Krüger F, Nyolt M, Yordanova K, Hein A, Kirste T - PLoS ONE (2014)

Bottom Line: Our results suggest that the combinatorial explosion caused by rich CSSM models does not inevitably lead to intractable inference or inferior performance.This means that the potential benefits of CSSM models (knowledge-based model construction, model reusability, reduced need for training data) are available without performance penalty.However, our results also show that research on CSSMs needs to consider sufficiently complex domains in order to understand the effects of design decisions such as choice of heuristics or inference procedure on performance.

View Article: PubMed Central - PubMed

Affiliation: Computer Science Institute, University of Rostock, Rostock, Germany.

■ **THINGS TO DO**:
A) In the abstract, what do the authors say the combinatorial explosion caused by rich CSSM models does not inevitably lead to?
B) Print part of the abstract, beginning at the words "Krüger F, Nyolt" and stopping after "procedure on performance.".
The lines that come next are separate material with no tie to the abstract.

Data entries

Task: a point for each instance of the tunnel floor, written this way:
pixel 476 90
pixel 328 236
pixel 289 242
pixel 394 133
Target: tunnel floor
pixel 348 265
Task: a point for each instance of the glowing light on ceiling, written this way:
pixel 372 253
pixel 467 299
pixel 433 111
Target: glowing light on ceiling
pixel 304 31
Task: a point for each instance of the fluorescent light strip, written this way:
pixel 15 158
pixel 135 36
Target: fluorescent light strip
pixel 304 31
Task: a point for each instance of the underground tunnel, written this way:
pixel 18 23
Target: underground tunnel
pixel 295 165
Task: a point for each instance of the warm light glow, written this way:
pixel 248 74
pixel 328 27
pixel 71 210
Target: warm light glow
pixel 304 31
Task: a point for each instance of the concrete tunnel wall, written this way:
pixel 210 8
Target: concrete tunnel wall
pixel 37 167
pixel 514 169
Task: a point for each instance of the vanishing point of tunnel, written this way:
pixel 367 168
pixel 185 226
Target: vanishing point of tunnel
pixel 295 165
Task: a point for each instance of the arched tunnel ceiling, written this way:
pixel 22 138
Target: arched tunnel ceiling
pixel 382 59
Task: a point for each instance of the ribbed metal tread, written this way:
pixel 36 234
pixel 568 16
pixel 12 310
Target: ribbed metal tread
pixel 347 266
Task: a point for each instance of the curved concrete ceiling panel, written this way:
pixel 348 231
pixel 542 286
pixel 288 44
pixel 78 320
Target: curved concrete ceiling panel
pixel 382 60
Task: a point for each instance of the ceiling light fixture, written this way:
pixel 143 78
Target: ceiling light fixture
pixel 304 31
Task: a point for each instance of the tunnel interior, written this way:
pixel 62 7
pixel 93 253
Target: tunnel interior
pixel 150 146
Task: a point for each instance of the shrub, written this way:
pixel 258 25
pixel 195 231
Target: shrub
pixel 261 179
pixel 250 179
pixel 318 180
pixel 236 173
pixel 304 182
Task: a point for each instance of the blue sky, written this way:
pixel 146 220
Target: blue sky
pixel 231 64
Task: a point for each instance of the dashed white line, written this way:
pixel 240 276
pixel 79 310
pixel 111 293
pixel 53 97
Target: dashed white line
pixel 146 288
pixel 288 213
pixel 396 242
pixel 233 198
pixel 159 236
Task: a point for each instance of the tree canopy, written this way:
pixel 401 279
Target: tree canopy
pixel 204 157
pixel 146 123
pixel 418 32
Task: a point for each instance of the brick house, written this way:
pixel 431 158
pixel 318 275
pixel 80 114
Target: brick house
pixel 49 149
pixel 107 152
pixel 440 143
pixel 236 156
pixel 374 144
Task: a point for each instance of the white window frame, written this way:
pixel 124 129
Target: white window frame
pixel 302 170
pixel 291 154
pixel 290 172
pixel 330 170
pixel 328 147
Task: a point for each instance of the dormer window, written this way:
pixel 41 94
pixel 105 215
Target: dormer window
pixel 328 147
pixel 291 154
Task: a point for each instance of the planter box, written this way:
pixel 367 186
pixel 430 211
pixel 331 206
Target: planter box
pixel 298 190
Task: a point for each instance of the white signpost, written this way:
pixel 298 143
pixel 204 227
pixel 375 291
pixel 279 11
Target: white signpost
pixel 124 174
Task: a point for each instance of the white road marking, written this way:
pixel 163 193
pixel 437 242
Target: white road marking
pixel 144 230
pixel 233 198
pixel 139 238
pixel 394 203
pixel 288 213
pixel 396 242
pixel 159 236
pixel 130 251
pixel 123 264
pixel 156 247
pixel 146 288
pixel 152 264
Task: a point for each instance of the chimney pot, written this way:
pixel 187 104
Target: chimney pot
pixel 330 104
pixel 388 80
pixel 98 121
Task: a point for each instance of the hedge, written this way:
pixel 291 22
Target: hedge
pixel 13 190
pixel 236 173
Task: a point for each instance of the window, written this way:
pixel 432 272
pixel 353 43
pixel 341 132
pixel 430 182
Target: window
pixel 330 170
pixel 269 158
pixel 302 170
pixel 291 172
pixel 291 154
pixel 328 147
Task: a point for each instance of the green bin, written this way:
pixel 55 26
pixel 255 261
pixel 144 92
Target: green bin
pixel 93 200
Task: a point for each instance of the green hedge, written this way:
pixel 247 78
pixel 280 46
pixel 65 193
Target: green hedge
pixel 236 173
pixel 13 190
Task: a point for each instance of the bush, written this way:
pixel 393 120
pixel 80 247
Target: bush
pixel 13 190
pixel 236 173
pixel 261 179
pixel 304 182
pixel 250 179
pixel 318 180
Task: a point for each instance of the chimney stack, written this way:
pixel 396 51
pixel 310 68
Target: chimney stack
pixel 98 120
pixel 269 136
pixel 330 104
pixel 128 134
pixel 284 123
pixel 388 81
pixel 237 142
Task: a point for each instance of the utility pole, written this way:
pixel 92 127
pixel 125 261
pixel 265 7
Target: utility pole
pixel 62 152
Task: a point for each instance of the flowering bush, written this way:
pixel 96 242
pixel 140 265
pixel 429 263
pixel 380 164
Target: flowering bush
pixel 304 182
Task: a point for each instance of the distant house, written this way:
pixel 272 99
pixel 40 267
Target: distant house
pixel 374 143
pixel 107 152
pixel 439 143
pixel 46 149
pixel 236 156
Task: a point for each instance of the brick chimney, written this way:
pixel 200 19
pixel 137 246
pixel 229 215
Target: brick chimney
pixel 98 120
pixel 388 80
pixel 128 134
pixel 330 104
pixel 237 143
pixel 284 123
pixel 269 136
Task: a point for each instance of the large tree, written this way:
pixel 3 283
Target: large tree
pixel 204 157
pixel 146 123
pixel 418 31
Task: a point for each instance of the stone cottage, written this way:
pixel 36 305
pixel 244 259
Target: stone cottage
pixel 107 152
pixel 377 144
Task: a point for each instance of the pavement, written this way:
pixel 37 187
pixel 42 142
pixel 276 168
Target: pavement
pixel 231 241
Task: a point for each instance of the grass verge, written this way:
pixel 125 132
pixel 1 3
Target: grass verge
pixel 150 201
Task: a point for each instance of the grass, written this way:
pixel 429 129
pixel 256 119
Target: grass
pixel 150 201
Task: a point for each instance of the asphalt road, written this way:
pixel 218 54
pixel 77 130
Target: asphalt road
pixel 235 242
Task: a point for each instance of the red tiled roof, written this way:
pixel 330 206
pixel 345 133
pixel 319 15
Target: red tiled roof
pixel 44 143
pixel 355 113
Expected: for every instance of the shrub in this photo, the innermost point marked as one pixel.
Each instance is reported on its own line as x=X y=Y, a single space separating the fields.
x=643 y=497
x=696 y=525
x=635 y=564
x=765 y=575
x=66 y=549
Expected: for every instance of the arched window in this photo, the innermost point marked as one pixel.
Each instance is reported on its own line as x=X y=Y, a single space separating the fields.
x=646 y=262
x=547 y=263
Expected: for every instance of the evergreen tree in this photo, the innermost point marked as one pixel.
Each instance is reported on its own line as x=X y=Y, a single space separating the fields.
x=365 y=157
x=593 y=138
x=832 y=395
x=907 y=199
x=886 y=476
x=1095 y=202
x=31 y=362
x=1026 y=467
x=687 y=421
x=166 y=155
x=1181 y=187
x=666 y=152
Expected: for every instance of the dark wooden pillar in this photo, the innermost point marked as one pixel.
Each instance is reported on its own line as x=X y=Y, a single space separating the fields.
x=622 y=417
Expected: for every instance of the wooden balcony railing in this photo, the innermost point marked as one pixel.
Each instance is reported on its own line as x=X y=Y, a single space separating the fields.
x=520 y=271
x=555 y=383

■ **ANSWERS FOR THE EXERCISE**:
A) Intractable inference or inferior performance.

B)
Krüger F, Nyolt M, Yordanova K, Hein A, Kirste T - PLoS ONE (2014)

Bottom Line: Our results suggest that the combinatorial explosion caused by rich CSSM models does not inevitably lead to intractable inference or inferior performance.This means that the potential benefits of CSSM models (knowledge-based model construction, model reusability, reduced need for training data) are available without performance penalty.However, our results also show that research on CSSMs needs to consider sufficiently complex domains in order to understand the effects of design decisions such as choice of heuristics or inference procedure on performance.